#### Provided data

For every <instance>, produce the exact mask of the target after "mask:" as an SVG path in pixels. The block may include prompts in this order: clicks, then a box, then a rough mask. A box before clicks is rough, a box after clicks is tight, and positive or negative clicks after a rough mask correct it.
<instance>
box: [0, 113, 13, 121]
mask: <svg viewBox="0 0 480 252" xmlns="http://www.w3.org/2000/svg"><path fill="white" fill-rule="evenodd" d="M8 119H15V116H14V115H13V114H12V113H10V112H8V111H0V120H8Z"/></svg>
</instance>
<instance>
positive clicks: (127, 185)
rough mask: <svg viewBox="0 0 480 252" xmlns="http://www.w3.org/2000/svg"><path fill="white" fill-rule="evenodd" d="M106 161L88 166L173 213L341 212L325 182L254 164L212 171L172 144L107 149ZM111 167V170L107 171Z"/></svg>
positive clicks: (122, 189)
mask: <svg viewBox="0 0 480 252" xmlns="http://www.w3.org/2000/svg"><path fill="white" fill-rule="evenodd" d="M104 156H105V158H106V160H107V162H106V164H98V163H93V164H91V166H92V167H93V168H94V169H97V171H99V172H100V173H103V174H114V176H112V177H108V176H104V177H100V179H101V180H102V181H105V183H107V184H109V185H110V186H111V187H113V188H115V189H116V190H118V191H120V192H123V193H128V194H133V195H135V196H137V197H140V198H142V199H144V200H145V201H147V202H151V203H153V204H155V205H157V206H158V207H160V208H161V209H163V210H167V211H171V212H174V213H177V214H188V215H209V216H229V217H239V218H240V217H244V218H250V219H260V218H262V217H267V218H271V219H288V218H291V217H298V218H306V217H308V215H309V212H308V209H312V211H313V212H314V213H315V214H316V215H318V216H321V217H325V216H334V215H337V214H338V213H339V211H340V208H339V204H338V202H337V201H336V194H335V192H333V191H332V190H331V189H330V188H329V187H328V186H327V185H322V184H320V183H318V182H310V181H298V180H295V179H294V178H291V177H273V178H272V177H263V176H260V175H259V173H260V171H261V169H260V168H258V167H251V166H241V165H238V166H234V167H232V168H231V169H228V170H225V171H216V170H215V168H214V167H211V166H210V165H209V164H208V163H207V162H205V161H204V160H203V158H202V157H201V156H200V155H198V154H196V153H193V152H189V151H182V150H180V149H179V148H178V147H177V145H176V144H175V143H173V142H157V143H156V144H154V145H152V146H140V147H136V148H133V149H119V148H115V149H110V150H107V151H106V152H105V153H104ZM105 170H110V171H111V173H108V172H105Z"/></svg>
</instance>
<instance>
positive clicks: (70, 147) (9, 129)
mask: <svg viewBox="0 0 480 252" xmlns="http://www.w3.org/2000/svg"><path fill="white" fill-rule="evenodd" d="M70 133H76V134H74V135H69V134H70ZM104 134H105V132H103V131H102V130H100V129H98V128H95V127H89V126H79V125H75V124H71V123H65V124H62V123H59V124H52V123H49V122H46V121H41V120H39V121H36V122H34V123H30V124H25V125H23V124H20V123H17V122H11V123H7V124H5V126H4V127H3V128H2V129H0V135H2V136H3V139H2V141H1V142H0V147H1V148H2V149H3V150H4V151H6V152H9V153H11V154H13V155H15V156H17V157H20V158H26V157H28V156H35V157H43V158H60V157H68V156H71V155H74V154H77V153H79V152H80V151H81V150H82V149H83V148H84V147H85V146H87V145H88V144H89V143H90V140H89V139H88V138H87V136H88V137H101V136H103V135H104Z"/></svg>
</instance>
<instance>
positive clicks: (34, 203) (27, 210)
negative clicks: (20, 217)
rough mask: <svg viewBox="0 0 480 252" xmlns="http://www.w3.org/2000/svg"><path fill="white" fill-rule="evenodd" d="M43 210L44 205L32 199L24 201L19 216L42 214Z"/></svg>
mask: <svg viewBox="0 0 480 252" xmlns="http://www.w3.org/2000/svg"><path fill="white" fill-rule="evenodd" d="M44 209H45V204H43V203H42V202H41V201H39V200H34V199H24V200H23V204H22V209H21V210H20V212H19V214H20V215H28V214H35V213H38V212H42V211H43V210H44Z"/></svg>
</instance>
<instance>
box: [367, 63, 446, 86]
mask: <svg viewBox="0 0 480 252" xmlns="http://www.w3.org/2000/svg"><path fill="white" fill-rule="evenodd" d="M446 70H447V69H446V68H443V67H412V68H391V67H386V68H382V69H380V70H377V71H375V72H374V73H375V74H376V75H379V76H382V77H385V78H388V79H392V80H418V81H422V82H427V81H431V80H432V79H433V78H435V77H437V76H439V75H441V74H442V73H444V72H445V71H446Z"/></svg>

########

◆ Problem
Each record above is to be restated word for word.

◆ Answer area
For every <instance>, produce the exact mask of the target after "mask:" as an SVG path in pixels. The block may include prompts in this order: clicks, then a box, then a rough mask. A box before clicks is rough, a box after clicks is tight, and positive or negative clicks after a rough mask correct it.
<instance>
box: [0, 113, 13, 121]
mask: <svg viewBox="0 0 480 252" xmlns="http://www.w3.org/2000/svg"><path fill="white" fill-rule="evenodd" d="M8 119H15V116H14V115H13V114H12V113H10V112H8V111H0V120H8Z"/></svg>
</instance>
<instance>
positive clicks: (127, 185)
rough mask: <svg viewBox="0 0 480 252" xmlns="http://www.w3.org/2000/svg"><path fill="white" fill-rule="evenodd" d="M106 161L88 166L173 213L341 212L325 182L254 164L212 171L172 144L107 149ZM111 167V170L107 171Z"/></svg>
positive clicks: (122, 189)
mask: <svg viewBox="0 0 480 252" xmlns="http://www.w3.org/2000/svg"><path fill="white" fill-rule="evenodd" d="M104 156H105V158H106V160H107V162H106V164H98V163H93V164H91V166H92V167H93V168H94V169H97V171H99V172H100V173H103V174H114V176H112V177H108V176H104V177H100V179H101V180H102V181H105V183H107V184H109V185H110V186H111V187H113V188H115V189H116V190H118V191H120V192H123V193H128V194H133V195H135V196H137V197H140V198H142V199H144V200H145V201H147V202H151V203H153V204H155V205H157V206H158V207H160V208H161V209H163V210H167V211H171V212H174V213H177V214H188V215H209V216H229V217H239V218H240V217H244V218H250V219H260V218H262V217H267V218H271V219H288V218H291V217H298V218H306V217H308V215H309V212H308V209H312V211H313V212H314V213H315V214H316V215H318V216H321V217H325V216H334V215H337V214H338V213H339V211H340V208H339V204H338V202H337V201H336V194H335V192H333V191H332V190H331V189H330V188H329V187H328V186H327V185H322V184H320V183H318V182H310V181H298V180H295V179H294V178H291V177H273V178H272V177H263V176H260V175H259V173H260V171H261V169H260V168H258V167H251V166H241V165H238V166H234V167H232V168H231V169H228V170H225V171H216V170H215V168H214V167H211V166H210V165H209V164H208V163H207V162H205V161H204V160H203V158H202V157H201V156H200V155H198V154H196V153H193V152H189V151H182V150H180V149H179V148H178V147H177V145H176V144H175V143H173V142H157V143H156V144H154V145H152V146H140V147H136V148H133V149H119V148H115V149H110V150H107V151H106V152H105V153H104ZM105 170H110V171H111V173H108V172H105Z"/></svg>
</instance>
<instance>
positive clicks: (70, 147) (9, 129)
mask: <svg viewBox="0 0 480 252" xmlns="http://www.w3.org/2000/svg"><path fill="white" fill-rule="evenodd" d="M70 133H76V134H74V135H69V134H70ZM104 134H105V132H103V131H102V130H100V129H98V128H95V127H89V126H79V125H75V124H71V123H65V124H62V123H59V124H52V123H49V122H46V121H41V120H39V121H36V122H34V123H30V124H25V125H23V124H20V123H17V122H11V123H7V124H5V126H4V127H3V128H2V129H0V135H2V136H3V139H2V141H1V142H0V147H1V148H2V149H3V150H4V151H6V152H9V153H11V154H13V155H15V156H17V157H20V158H26V157H28V156H35V157H43V158H60V157H68V156H71V155H74V154H77V153H79V152H80V151H81V150H82V149H83V148H84V147H85V146H87V145H88V144H89V143H90V140H89V139H88V138H87V136H88V137H101V136H103V135H104Z"/></svg>
</instance>
<instance>
positive clicks: (34, 203) (27, 210)
negative clicks: (20, 217)
rough mask: <svg viewBox="0 0 480 252" xmlns="http://www.w3.org/2000/svg"><path fill="white" fill-rule="evenodd" d="M43 210L44 205L32 199L24 201L19 216L42 214Z"/></svg>
mask: <svg viewBox="0 0 480 252" xmlns="http://www.w3.org/2000/svg"><path fill="white" fill-rule="evenodd" d="M44 209H45V204H43V203H42V202H41V201H39V200H34V199H24V200H23V204H22V209H21V210H20V212H19V214H20V215H28V214H35V213H38V212H42V211H43V210H44Z"/></svg>
</instance>
<instance>
box: [367, 63, 446, 86]
mask: <svg viewBox="0 0 480 252" xmlns="http://www.w3.org/2000/svg"><path fill="white" fill-rule="evenodd" d="M446 70H447V69H446V68H443V67H412V68H391V67H386V68H382V69H380V70H377V71H375V72H374V73H375V74H376V75H379V76H382V77H385V78H388V79H392V80H418V81H422V82H427V81H431V80H432V79H433V78H435V77H437V76H439V75H441V74H442V73H444V72H445V71H446Z"/></svg>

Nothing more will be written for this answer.